WORK ITEM :: The answer must restate every record word for word.

═══ EXTRACTED INFORMATION

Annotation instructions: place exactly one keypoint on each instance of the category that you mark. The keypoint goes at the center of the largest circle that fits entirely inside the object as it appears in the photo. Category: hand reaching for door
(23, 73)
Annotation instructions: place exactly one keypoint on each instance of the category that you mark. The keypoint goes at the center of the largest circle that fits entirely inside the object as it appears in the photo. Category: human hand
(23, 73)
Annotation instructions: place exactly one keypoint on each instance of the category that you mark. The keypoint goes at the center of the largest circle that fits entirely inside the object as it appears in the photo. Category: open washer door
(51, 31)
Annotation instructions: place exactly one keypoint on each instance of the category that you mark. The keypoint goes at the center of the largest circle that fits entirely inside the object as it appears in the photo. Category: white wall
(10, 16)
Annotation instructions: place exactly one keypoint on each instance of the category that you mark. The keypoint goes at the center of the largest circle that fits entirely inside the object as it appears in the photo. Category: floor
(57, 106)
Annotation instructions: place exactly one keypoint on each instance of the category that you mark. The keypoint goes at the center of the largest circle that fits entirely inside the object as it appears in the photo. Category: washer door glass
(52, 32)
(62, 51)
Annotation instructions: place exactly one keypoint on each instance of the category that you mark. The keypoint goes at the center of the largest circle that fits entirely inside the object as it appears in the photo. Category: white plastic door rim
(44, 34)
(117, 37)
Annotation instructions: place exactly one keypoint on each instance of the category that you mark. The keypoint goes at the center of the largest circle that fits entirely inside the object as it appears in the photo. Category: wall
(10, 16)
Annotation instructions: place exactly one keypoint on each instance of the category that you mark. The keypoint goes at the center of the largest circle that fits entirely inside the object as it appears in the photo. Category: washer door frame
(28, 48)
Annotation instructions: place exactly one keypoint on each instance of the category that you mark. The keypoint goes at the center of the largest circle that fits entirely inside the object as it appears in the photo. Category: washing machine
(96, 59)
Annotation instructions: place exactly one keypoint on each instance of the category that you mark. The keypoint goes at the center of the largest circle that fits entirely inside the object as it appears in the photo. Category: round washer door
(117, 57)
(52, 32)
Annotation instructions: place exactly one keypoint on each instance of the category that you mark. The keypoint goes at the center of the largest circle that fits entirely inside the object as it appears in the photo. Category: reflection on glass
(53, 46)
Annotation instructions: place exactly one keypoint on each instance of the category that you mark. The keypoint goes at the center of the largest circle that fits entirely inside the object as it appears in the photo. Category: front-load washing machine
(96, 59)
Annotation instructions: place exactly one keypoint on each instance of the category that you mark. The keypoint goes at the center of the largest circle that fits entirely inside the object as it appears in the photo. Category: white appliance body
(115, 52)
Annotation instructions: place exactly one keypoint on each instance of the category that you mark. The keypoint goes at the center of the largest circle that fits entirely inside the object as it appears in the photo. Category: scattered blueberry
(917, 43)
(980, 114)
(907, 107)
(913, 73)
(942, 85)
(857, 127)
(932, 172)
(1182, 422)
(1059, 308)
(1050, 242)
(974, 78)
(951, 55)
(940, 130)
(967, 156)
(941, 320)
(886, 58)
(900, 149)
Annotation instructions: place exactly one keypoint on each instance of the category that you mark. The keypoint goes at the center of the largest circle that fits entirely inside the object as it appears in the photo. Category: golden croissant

══════

YOUR SOLUTION ::
Annotation instructions: place exactly one keypoint on each instance of the category that you mark. The keypoint goes at the center of the largest circle that fits entirely inside the object as it appears in the photo. Category: hand reaching for door
(23, 73)
Annotation instructions: place exactly one keypoint on each instance of the category that you mark. The keypoint goes at the center of the largest circle that fits entirely inside the object as it appears in the photo. Category: human hand
(23, 73)
Annotation instructions: place exactly one keypoint on each instance of the category that you mark. The keypoint goes at the center of the largest circle that fits entirely inside the object as it appears in the photo. Category: open washer door
(51, 31)
Annotation instructions: place exactly one keypoint on each instance of the category that you mark. The keypoint goes at the center of the largest circle that fits entirely inside the object as it appears in the photo. Category: white wall
(10, 16)
Annotation instructions: place exactly one keypoint on each instance of the category that you mark. The keypoint goes at the center of the largest circle that fits entirely inside the object as it appears in the photo. Category: floor
(57, 106)
Annotation instructions: place exactly one keypoint on each instance of the category that you mark. The keypoint goes at the center of the largest circle that fits entirely inside the object as it appears in the photo. Category: washer door glass
(52, 32)
(62, 51)
Annotation instructions: place exactly one keypoint on each instance of the category that you mark. The keypoint goes at the center of the largest circle that fits entirely inside the object as it appears in the photo. Category: white plastic door rim
(44, 34)
(117, 37)
Annotation instructions: place exactly one keypoint on each instance of the category that you mark. The keypoint goes at the center of the largest circle that fits entirely inside the object as it appears in the photo. Category: wall
(10, 16)
Annotation instructions: place exactly one keypoint on each instance of the category that you mark. The keypoint goes at the center of the largest circle that fits entirely inside the object as it appears in the photo. Category: washer door frame
(28, 48)
Annotation instructions: place exactly one keypoint on each instance of the category that you mark. The keypoint goes at the center of the largest circle that fits entirely inside the object as it appears in the photo. Category: washing machine
(96, 59)
Annotation instructions: place exactly one keypoint on each instance of the category that you mark. The keypoint goes at the center of the largest circle that fits entirely inside the object as it appears in the photo. Category: round washer door
(117, 57)
(52, 32)
Annotation instructions: place exactly one keypoint on each instance of the category that you mark. The keypoint goes at the center of the largest circle that fits entirely inside the object as it appears in the photo. Category: reflection on glass
(53, 46)
Annotation instructions: place exactly one keypoint on each instance of the category that you mark. The keypoint goes at the center of the largest circle that fits entirely inside the object as it appears in the photo. Category: front-load washing machine
(96, 59)
Annotation instructions: place exactly one keypoint on each instance of the category that you mark. The keypoint goes at the center of the largest circle that fits entirely inside the object as it appears in the photo. Category: white appliance body
(115, 52)
Annotation instructions: place exactly one keypoint on each instance of the category that you mark. The keypoint goes at the center of the largest circle that fits entirely inside the object as it appears in the photo. Category: scattered blueberry
(917, 43)
(980, 114)
(907, 107)
(913, 73)
(942, 85)
(857, 127)
(932, 172)
(1182, 422)
(1059, 308)
(1050, 242)
(974, 78)
(951, 55)
(940, 130)
(967, 156)
(941, 320)
(886, 58)
(900, 149)
Annotation instructions: place exactly one keypoint on each instance of the category that you mark. The keypoint goes at the center of the largest circle that fits entirely inside the object as it appears in the photo. Category: golden croissant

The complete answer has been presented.